Reproduce the lines of the entries word for word, beginning with the line containing "Highlight dark trousers" and continuing through the last line of the entries.

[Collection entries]

++++++++++

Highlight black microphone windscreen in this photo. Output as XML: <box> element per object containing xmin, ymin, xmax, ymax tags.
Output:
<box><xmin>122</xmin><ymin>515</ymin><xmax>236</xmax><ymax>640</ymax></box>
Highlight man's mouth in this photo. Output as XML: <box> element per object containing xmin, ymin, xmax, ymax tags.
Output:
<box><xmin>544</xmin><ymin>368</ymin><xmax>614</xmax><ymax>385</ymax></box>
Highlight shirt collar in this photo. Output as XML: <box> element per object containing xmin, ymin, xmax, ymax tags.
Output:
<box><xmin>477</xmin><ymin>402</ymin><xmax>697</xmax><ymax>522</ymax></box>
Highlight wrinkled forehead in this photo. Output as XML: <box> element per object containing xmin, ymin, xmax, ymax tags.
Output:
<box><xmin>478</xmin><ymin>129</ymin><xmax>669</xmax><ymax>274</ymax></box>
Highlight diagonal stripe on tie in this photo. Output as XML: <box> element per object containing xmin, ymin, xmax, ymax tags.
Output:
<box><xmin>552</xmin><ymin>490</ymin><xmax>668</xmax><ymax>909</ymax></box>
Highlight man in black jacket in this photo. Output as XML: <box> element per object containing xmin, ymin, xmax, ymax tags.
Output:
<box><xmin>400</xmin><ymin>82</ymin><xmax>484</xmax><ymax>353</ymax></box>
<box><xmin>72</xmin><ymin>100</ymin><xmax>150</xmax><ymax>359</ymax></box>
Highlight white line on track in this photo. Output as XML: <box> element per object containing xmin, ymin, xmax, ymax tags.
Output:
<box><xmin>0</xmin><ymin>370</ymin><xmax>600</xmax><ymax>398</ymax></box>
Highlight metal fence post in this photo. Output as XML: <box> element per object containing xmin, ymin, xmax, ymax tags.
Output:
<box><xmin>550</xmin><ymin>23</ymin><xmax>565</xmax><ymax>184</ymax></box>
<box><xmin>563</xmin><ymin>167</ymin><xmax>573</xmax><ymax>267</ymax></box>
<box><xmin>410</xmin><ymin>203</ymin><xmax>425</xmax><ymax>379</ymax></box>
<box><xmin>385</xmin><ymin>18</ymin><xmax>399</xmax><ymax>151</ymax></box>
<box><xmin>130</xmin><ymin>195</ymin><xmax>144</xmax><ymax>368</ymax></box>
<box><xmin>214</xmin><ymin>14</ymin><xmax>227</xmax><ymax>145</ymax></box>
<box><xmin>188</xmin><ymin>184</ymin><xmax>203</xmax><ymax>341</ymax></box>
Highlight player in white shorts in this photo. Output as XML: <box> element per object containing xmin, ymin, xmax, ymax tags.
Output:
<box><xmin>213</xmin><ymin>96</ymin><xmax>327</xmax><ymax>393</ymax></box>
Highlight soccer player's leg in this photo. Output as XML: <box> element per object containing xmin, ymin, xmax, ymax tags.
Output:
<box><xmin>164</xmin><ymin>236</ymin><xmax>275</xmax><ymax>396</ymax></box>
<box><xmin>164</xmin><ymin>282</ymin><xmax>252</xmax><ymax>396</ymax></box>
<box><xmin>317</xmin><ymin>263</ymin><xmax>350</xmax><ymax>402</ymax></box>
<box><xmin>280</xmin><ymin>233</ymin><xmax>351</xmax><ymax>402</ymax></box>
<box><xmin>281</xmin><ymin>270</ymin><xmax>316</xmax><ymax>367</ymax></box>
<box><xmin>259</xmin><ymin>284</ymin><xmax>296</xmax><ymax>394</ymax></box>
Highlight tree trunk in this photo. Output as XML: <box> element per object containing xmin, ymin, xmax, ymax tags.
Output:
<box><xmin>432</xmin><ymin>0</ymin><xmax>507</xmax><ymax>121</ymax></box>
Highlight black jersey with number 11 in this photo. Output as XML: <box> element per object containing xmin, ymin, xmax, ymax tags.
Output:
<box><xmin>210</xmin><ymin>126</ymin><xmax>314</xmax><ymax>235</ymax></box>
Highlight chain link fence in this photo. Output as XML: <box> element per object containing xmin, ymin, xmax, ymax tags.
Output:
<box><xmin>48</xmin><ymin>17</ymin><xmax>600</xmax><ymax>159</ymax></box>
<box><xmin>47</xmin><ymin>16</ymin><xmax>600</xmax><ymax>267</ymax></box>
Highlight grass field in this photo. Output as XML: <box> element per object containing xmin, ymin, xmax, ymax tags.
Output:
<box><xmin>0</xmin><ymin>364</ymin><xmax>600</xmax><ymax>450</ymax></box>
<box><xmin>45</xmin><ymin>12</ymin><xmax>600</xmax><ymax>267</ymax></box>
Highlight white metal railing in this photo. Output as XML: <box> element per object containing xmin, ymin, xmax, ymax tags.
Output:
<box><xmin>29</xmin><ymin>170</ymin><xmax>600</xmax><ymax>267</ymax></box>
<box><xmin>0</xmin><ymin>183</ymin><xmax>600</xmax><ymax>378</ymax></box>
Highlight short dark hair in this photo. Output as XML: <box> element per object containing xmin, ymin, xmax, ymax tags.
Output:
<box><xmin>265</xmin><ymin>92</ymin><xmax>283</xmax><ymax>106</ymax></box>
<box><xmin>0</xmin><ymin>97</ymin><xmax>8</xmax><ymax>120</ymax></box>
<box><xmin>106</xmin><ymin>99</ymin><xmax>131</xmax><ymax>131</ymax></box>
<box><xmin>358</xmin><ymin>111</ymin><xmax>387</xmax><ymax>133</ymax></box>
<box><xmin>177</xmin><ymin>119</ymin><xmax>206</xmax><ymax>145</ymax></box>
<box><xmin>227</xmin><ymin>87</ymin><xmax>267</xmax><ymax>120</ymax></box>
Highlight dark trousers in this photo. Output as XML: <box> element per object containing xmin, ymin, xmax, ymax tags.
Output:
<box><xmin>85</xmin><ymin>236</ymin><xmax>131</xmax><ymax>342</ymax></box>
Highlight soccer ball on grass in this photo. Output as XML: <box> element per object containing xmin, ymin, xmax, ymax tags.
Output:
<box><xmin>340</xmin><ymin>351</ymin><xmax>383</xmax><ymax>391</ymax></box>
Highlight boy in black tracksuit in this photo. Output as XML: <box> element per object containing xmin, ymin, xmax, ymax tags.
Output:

++++++++++

→ Result of the exercise:
Highlight dark trousers in this photo. Output as XML: <box> element per object containing xmin, ymin, xmax, ymax tags.
Output:
<box><xmin>85</xmin><ymin>236</ymin><xmax>131</xmax><ymax>342</ymax></box>
Highlight soccer ball on grass in this photo. Output as XML: <box> element per object containing xmin, ymin, xmax, ymax tags.
Output:
<box><xmin>340</xmin><ymin>351</ymin><xmax>383</xmax><ymax>391</ymax></box>
Highlight boy in black tracksuit in this photo. Output as XML: <box> element per object containing xmin, ymin, xmax, ymax tags.
Output:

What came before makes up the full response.